■ Objectives:
**a.** In the forum thread about keeping a roof under solar panels leak-free, how large is the roof where the panels are to be installed?
**b.** Using the forum thread about keeping a roof under solar panels leak-free, decide whether each statement agrees with it. Answer yes or no for each, and quote the words that decide it. (i) RooferJim considers PVC membrane better than TPO. (ii) The solar equipment is worth about 1.5 million. (iii) The consultant said the solar panel ballast system was enough to hold down the TPO.
**c.** Carry the forum thread about keeping a roof under solar panels leak-free forward from its last line.

■ Text provided:
——

# Leak proof dream......



## Dry (Aug 28, 2010)

Hi Guys, 

New to the forum and I'm from the other side of the fence. I own a few buildings and while I was looking up TPO info, I came across this site. 

Anywho....here is my problem. 

I want to install solar panels on a 50,000 sq ft roof. I will pay him rent for that roof (20 years) and part of the contract reads that I am responsible for any leaks. The solar equipment is worth about 2.5 million and the LAST thing I want to do is knock down and move solar panels to find leaks. Right now, the building has bitumen 4 layer and I wanted to remove all of it and replace it with.....a couple of ideas....

1...go down to bare metal, drill 1/8 hole every 50 feet in ALL the valleys and dam them by a bit of spray foam. That way, I can isolate the leaks within a 50 foot area AND the valleys will isolate them even more. Put 4 inches of iso board, screw it down and then I was going to top it off with 80 mill TPO. 

2....spray foam the entire roof from deck up. Unless one of you guys has a brilliant idea on how to make it flat, the ONLY way I thought about doing it is to place 3 inch iso board risers every two feet, stick a 1" iso board on top and spray inside the 3 inch high gap. I don't know if the idea is practical (need to test it). The top it off with seam welded, glued down 80 mil TPO. If that doesn't make it water proof for at least 2 decades, then I don't know what will. 

What I don't want to do is knock down solar panel arrays searching for elusive leaks. With all the work involved, I may be introducing MORE leaks simply by trying to find the old ones. 

The reason I'm going with TPO is that I dropped broken glass on it and it didn't penetrate it. The thing is like armor. :blink:

Tar roofs are illegal here. 

If you guys have any better ideas, I can certainly use them. 





BTW, I'm doing my roof right now with 60 mill white TPO. I "should" get 15 years out of it.


----------



## RooferJim (Oct 20, 2008)

PVC membrane is a lot better than TPO. For many reasons. Some TPO's are having some serious issues.


----------



## gograiley (Jul 26, 2010)

Whats your qualifications for writing this spec.? Don’t try and reinvent the wheel. If your gona be spending that kind of money do yourself a favor and hire a good consultant. I don’t know what state you are in but there are a lot of used car dealer types in the solar industry telling lots of lies, be careful.


----------



## Dry (Aug 28, 2010)

gograiley said:


> Whats your qualifications for writing this spec.? Don’t try and reinvent the wheel. If your gona be spending that kind of money do yourself a favor and hire a good consultant. I don’t know what state you are in but there are a lot of used car dealer types in the solar industry telling lots of lies, be careful.


Solar installations are new up here and EVERY solar installer I have met (so far) is full of "don't worry, be happy" when it comes to roofs. The will "guarantee it for 20 years" in writng....for the next year or two that they are in business.

The last "consultant" I talked to recommended I go with 80 mil TPO. Then he recomended that I go with...2 inch iso, 1 mil EPDM, 2 inch iso, 80 mil TPO. When I asked him how we are going to locate a leak in the TPO if the second barrier stops it, he response that it was a "hell of question". Then there is the issued of how to hold down the TPO. He said the solar panel balalst system was enough. I asked him what would happen if there was so much wind that it shifted some panels AND the TPO. He said it was....."hell of a question". I guess I'm full of them.

——

■ Record excerpts:
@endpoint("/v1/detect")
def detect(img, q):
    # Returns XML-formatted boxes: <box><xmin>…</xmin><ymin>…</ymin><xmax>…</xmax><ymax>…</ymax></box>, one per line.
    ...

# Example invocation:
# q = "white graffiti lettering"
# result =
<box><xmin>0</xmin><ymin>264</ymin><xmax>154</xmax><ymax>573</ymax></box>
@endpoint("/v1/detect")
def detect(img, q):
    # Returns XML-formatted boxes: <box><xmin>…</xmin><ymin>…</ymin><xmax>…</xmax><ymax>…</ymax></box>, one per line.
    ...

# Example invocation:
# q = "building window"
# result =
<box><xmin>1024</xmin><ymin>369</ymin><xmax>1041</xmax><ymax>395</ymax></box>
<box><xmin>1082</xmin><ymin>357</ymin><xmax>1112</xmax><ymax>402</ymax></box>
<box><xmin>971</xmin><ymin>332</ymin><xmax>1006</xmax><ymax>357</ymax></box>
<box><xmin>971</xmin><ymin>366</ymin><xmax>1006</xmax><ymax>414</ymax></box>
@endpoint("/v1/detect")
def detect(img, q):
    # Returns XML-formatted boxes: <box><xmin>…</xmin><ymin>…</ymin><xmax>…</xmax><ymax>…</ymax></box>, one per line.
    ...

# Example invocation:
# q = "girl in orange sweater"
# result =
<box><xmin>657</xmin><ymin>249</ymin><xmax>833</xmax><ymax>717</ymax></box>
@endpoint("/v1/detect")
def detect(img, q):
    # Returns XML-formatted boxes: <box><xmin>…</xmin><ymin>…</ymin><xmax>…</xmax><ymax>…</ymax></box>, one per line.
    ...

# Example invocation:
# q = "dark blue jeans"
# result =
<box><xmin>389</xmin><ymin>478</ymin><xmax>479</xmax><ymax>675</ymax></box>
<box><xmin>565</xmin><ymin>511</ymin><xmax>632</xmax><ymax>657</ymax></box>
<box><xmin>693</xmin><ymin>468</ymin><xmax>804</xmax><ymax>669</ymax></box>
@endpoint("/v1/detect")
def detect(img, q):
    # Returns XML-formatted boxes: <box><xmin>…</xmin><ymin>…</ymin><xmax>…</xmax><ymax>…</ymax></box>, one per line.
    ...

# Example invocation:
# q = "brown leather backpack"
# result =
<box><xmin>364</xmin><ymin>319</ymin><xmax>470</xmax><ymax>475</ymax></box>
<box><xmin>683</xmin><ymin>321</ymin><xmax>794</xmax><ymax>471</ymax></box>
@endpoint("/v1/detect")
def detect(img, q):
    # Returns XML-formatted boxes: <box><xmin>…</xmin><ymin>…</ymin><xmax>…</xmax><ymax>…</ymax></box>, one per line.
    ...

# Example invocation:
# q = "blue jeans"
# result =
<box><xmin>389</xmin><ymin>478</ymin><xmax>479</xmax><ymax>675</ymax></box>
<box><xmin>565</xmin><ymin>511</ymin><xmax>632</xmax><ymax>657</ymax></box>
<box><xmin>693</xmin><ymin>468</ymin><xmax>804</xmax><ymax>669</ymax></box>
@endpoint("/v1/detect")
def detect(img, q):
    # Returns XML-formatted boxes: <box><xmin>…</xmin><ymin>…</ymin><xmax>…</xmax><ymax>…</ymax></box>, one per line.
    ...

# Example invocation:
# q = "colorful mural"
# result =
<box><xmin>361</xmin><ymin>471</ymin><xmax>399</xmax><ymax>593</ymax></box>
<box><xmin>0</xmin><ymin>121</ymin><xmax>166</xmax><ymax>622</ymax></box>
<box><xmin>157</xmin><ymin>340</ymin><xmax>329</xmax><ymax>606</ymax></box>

——

■ Responses for each task:
**a.** 50,000 sq ft

**b.**
(i) Yes: "PVC membrane is a lot better than TPO."
(ii) No: "The solar equipment is worth about 2.5 million"
(iii) Yes: "He said the solar panel balalst system was enough."

**c.**
So here we are....

I was hoping that some of you have already been involved in solar panels installation and had some insight.


----------



## gograiley (Jul 26, 2010)

I don’t know the details, but system selection shouldn’t be all too hard. You are going to have to do some checking into things to be sure everything complies with the manufactures warranty. Did you contact any material manufactures? Carlisle or Firestone or anyone yet? As far as finding leaks, as long as you have the right team up there is shouldn’t be much of an issue. 
Using the ballast of the panels as the wind uplift resistance for the roof system is not something that should be done. I did not really understand if that is what you meant or if it was going to be used to hold down the sacrificial material? Talk to a few material manufactures and get a better consultant. 
I have been involved with solar panel installations but there is more than one way to do something right. I don’t think your gona get a clear answer on how to exactly do it from the internet.


----------



## Dry (Aug 28, 2010)

gograiley said:


> I don’t know the details, but system selection shouldn’t be all too hard. You are going to have to do some checking into things to be sure everything complies with the manufactures warranty. Did you contact any material manufactures? Carlisle or Firestone or anyone yet? As far as finding leaks, as long as you have the right team up there is shouldn’t be much of an issue.
> Using the ballast of the panels as the wind uplift resistance for the roof system is not something that should be done. I did not really understand if that is what you meant or if it was going to be used to hold down the sacrificial material? Talk to a few material manufactures and get a better consultant.
> I have been involved with solar panel installations but there is more than one way to do something right. I don’t think your gona get a clear answer on how to exactly do it from the internet.


What do you mean I'm not going to to ge the answers on the internet? That's how I learned about sex!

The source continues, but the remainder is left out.